■ **Your assignment**
Rewrite the part that opens with the line containing "The target of" and closes with the line containing "box: [13, 10, 730, 368]", changing "pixel-accurate" to "precise" and keeping everything else the same.

■ **Entries shown**

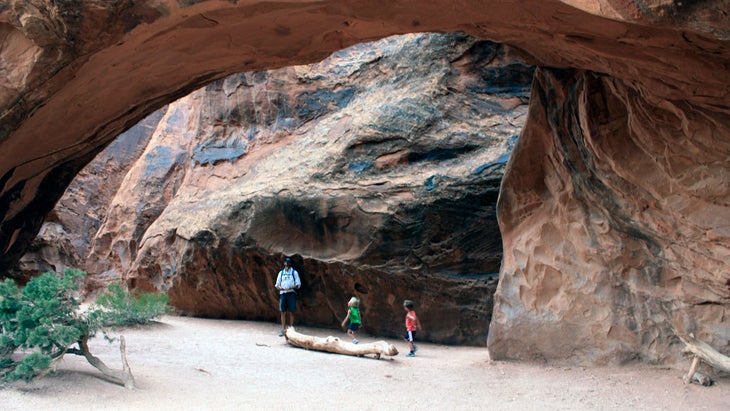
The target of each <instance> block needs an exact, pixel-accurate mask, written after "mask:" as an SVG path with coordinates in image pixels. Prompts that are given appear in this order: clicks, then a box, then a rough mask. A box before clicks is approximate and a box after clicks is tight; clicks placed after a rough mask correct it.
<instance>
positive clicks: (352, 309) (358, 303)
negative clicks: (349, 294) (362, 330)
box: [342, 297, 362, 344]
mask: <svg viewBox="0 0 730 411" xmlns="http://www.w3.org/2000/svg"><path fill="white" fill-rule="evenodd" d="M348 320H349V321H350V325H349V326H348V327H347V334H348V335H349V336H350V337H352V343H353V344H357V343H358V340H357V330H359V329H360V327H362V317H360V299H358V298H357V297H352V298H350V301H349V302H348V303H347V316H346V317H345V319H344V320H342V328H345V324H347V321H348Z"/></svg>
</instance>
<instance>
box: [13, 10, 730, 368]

--

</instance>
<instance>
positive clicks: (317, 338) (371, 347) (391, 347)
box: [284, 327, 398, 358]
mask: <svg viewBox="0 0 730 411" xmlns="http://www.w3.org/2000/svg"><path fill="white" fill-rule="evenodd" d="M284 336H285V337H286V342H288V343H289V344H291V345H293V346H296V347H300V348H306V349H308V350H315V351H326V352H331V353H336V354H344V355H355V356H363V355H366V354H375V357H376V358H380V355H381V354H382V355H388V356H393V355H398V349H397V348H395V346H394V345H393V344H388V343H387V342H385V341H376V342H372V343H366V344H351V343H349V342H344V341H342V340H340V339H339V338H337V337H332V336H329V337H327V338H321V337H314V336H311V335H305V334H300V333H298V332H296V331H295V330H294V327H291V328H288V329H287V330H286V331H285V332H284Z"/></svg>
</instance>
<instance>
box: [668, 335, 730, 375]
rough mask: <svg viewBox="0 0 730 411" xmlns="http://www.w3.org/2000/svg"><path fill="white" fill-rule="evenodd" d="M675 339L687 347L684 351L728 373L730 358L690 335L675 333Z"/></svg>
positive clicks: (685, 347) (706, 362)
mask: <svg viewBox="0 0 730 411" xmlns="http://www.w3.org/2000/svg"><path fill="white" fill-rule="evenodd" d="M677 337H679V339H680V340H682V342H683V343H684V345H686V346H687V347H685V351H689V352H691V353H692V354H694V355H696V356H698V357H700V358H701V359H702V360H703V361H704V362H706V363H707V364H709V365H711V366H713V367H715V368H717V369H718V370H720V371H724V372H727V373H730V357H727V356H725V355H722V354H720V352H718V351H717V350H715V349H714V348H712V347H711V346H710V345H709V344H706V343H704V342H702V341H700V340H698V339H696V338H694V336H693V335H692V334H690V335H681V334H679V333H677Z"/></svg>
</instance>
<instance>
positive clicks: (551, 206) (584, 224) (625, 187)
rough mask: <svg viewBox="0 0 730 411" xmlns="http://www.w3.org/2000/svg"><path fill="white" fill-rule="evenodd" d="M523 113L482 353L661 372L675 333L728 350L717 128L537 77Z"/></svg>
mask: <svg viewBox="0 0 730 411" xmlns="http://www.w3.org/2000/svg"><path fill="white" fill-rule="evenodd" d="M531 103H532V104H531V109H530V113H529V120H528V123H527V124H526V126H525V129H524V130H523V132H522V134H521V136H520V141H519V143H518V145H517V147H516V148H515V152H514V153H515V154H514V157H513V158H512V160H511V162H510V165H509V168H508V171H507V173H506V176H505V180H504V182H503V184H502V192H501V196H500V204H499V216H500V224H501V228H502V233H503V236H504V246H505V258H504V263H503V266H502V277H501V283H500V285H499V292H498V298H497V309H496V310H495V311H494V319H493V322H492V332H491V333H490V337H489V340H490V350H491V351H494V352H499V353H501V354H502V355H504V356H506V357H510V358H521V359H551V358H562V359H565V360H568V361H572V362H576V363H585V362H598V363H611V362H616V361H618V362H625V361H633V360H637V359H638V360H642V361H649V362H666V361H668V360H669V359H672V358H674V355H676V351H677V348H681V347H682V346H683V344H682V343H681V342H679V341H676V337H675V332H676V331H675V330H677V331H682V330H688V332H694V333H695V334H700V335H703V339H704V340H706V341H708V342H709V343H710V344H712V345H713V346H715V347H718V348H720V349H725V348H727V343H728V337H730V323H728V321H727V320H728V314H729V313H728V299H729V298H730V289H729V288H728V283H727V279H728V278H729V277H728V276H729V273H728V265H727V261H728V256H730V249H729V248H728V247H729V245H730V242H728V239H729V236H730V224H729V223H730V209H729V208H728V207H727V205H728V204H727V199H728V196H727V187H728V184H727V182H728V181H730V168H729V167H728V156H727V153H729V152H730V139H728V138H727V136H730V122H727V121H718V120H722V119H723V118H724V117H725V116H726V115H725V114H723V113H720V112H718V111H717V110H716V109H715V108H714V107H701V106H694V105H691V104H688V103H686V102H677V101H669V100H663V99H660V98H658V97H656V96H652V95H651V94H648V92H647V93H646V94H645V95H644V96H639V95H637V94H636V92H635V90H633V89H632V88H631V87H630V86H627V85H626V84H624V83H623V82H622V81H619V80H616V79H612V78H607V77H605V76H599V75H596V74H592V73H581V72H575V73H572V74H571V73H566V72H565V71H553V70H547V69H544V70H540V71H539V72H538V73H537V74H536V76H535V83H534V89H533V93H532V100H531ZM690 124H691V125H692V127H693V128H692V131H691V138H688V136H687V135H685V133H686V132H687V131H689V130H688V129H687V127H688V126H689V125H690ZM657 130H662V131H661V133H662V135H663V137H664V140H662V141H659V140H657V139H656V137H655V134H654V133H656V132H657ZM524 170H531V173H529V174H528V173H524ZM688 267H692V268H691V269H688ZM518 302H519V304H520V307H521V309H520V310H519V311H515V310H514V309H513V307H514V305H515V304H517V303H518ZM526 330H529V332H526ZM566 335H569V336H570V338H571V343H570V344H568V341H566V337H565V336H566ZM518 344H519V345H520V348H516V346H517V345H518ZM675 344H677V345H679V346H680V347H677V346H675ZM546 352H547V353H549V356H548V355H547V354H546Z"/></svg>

---

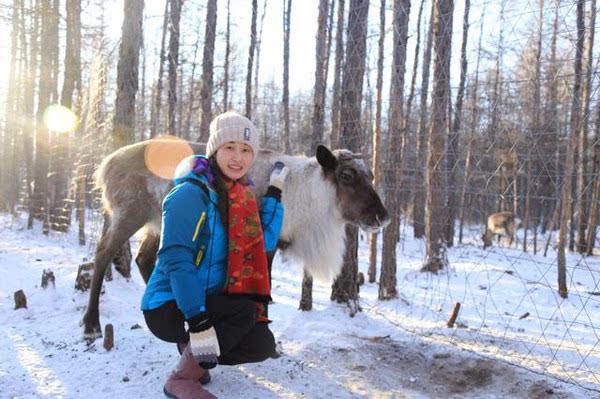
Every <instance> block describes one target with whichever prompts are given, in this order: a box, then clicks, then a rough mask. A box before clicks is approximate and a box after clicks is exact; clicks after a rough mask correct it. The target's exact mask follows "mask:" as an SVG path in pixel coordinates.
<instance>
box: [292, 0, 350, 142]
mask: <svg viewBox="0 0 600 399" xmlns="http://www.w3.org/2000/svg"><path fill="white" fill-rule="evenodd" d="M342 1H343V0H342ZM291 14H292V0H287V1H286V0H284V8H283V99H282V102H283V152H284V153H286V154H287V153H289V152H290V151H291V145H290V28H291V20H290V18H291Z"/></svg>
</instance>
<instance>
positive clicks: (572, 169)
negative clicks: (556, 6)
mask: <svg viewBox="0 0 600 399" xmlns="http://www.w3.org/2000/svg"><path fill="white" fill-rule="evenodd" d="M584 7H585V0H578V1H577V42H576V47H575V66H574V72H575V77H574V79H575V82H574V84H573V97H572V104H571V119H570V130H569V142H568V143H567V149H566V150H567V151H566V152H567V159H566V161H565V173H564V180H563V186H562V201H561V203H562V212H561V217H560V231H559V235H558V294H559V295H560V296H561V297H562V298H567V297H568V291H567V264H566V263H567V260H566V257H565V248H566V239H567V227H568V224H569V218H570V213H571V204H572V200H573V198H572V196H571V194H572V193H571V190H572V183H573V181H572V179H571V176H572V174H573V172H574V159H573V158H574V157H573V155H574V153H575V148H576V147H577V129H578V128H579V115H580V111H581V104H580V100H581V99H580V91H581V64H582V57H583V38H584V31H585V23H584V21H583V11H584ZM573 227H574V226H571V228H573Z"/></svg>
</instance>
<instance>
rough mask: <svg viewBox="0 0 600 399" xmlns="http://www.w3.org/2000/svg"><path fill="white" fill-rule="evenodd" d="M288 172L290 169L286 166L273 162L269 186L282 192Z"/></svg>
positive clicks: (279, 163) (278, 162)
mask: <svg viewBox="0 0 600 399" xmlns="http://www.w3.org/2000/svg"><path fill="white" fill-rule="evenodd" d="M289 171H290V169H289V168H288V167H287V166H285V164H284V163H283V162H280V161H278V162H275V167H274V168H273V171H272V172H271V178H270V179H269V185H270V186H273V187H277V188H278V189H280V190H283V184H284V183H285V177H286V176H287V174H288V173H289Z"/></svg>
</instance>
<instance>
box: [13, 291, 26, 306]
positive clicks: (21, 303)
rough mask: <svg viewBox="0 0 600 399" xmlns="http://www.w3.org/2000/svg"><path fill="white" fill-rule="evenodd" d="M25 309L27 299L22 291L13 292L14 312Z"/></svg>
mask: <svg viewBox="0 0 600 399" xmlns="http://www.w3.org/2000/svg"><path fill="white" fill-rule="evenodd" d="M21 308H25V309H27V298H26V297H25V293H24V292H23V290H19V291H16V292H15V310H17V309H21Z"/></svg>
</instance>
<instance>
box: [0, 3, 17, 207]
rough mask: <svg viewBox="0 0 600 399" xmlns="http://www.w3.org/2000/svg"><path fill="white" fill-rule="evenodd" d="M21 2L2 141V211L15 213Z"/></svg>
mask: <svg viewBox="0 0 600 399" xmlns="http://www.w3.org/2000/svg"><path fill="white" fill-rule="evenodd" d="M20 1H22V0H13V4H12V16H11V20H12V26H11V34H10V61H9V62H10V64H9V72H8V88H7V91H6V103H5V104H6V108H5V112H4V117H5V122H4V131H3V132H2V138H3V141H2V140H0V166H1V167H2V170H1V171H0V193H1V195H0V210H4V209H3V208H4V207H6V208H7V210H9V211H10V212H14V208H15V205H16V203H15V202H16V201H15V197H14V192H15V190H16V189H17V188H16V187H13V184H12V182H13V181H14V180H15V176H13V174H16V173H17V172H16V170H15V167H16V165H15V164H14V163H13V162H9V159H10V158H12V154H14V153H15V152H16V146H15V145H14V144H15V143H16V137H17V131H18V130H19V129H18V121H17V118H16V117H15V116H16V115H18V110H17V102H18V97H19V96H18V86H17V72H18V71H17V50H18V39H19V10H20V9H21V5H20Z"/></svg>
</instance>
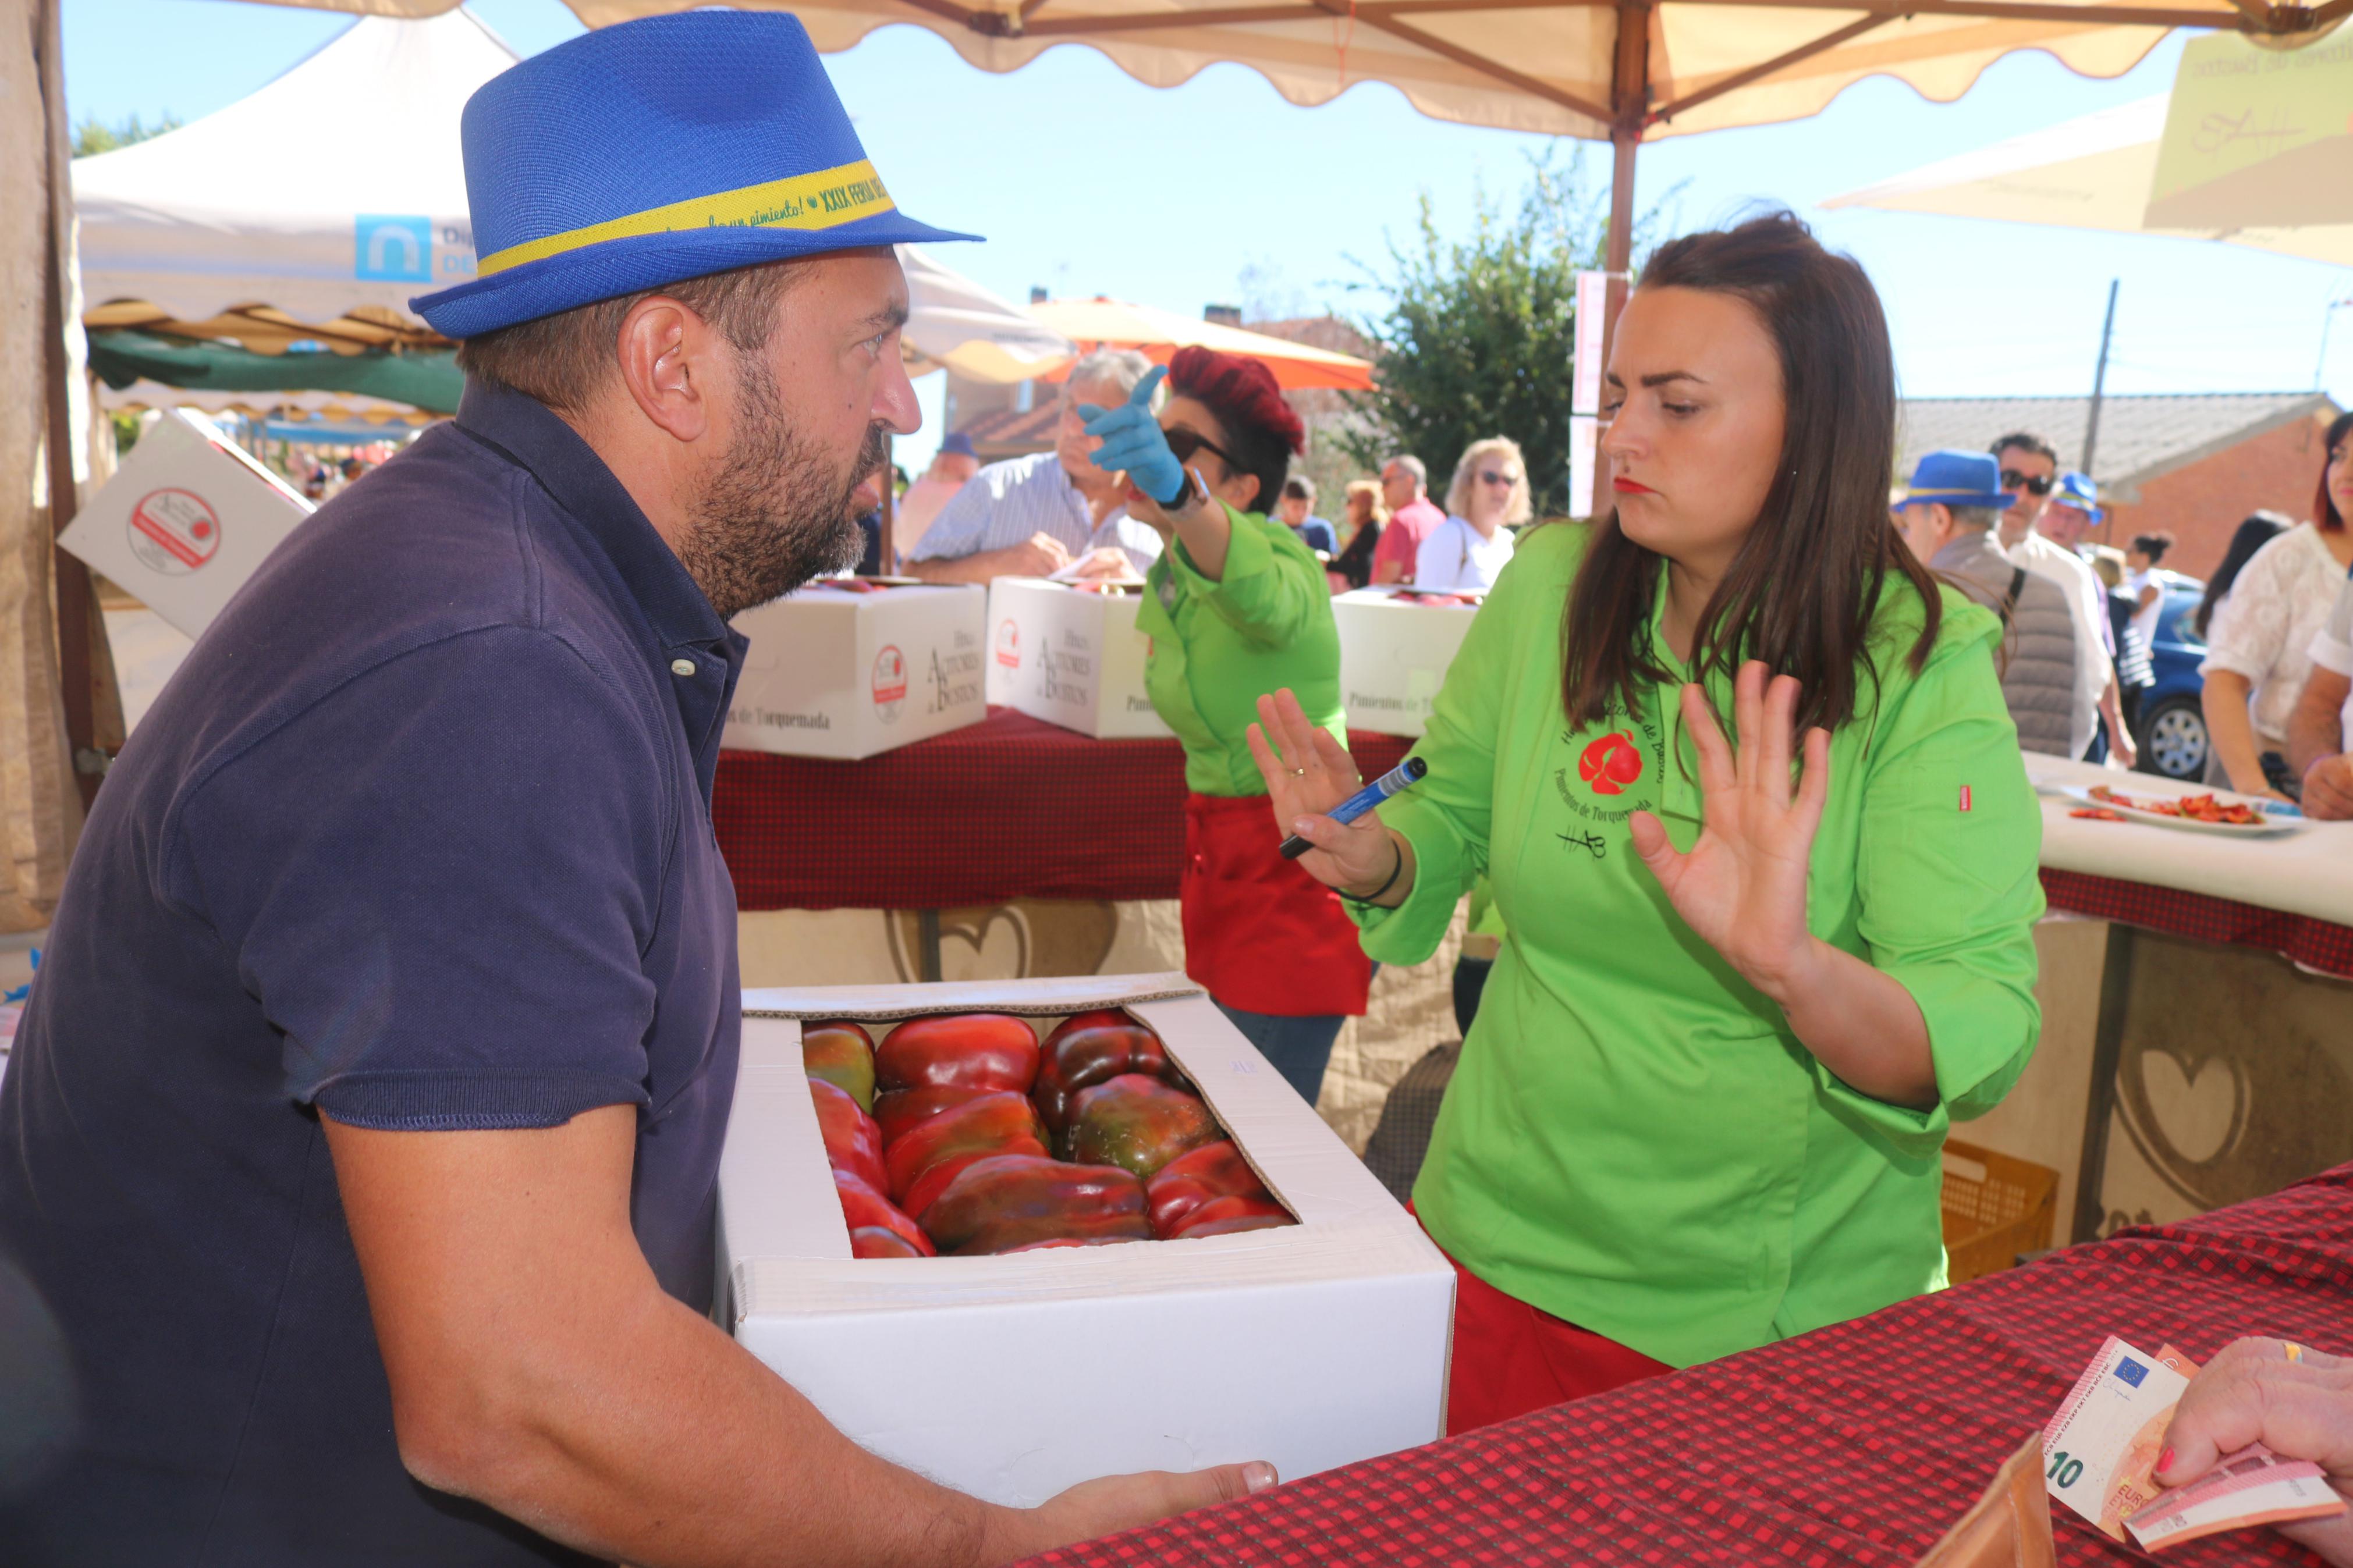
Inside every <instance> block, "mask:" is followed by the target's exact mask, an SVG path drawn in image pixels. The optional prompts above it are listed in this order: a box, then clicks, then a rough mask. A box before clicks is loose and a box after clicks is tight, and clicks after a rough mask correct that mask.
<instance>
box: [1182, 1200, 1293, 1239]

■ **Exercise response**
The target of each <instance> block needs an exact, precise mask, written after "mask:" as an SVG path with coordinates in image pixels. Prompts that are given appear in this order: clicks, then a box, then a rough mask. A box before clicks is approximate and a box after clicks is tight; clicks placed after a rough mask correct it.
<instance>
positive clicks: (352, 309) (358, 303)
negative clicks: (349, 294) (362, 330)
box: [342, 297, 362, 344]
mask: <svg viewBox="0 0 730 411" xmlns="http://www.w3.org/2000/svg"><path fill="white" fill-rule="evenodd" d="M348 320H349V321H350V325H349V326H348V327H347V334H348V335H349V336H350V337H352V343H353V344H357V343H358V340H357V330H359V329H360V327H362V317H360V299H358V298H357V297H352V298H350V301H349V302H348V303H347V316H346V317H345V319H344V320H342V328H345V324H347V321H348Z"/></svg>
</instance>
<instance>
box: [13, 10, 730, 368]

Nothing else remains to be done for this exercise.